*EXCERPT TO READ:*
Doctors are considering a future in which they won’t be using opiate painkillers to treat chronic pain, and deciding that it might not be so bad after all.
Some medical professionals maintain that eliminating pain is not only impossible, but unnecessary, writes Melissa Healy for the Los Angeles Times. Doctors currently try to reduce pain as much as possible, but others believe that approach is flawed.
Elimination of pain should not be the aim
“Zero pain is not the goal,” Dr. Thomas H. Lee, chief medical officer of the healthcare consulting firm Press Ganey, wrote in the Journal of the American Medical Assn on Tuesday. “The reduction of suffering is — and that is something more complex than analgesia alone.”
As it stands medical staff attempt to reduce pain, an approach which has led to an explosion in the amount of prescriptions for opiate painkillers like OxyContin, Percocet and Vicodin. These painkillers have been blamed for a surge in opiate addiction and death in the United States.
As a result the Centers for Disease Control and Prevention (CDC) has issued new guidelines to doctors, imploring them to only prescribe these medications to those with acute cancer pain, those in palliative care and those reaching the end of their life. Chronic pain due to arthritis and back problems should be treated with Tylenol, Advil and other non-addictive medications.
Opiate painkillers becoming a scourge on society
Dr Tom Frieden, director of the CDC, said that the benefits of opiate painkillers are “unproven and transient” for most patients. He went on to claim that they medication can be “just as addictive as heroin.”
According to the CDC there have been over 165,000 fatal overdoses of prescription painkillers since 1999. Around 1.9 million people are thought to be addicted to or abusing the medications.
Compared to these harms the benefits are dubious, according to Frieden and Dr. Deborah Houry, director of the CDC’s National Center for Injury Prevention and Control. The pair wrote a commentary published in the New England Journal of Medicine on Tuesday.
According to the scientists, several studies conducted on post-surgical patients and menopausal women with chronic pain conditions suggest that long-term use of opiate painkillers does not effectively relieve pain. On the contrary the drugs could make pain worse and lower their functioning, potentially by magnifying the experience of pain.

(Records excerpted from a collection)
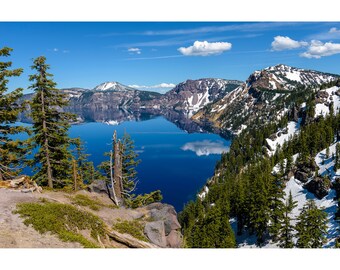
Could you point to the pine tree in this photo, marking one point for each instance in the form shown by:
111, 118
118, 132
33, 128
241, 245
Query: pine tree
129, 164
53, 160
327, 153
86, 170
277, 208
311, 226
11, 151
285, 238
337, 157
289, 163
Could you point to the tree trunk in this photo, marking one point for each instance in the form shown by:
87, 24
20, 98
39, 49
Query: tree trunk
129, 241
48, 163
117, 168
112, 180
74, 166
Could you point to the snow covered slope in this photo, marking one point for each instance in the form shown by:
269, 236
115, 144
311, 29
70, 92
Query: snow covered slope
193, 95
112, 86
283, 77
265, 95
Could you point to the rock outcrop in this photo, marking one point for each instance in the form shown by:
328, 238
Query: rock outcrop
164, 230
318, 186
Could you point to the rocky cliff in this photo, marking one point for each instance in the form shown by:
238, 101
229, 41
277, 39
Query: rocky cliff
265, 96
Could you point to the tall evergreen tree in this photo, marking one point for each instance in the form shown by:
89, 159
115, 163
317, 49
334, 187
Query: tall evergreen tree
337, 157
53, 160
129, 163
86, 170
277, 207
285, 237
311, 226
11, 151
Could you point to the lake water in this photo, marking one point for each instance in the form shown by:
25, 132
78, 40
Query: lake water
172, 160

*EXERCISE DETAILS:*
Answer these questions using the article on opiate painkillers.
(a) What position does Dr. Thomas H. Lee hold at Press Ganey?
(b) According to the CDC, how many fatal overdoses of prescription painkillers have there been since 1999?
(c) Under the CDC's new guidelines, what should chronic pain due to arthritis and back problems be treated with?

*EXERCISE ANSWER:*
(a) Chief medical officer.
(b) Over 165,000.
(c) Tylenol, Advil and other non-addictive medications.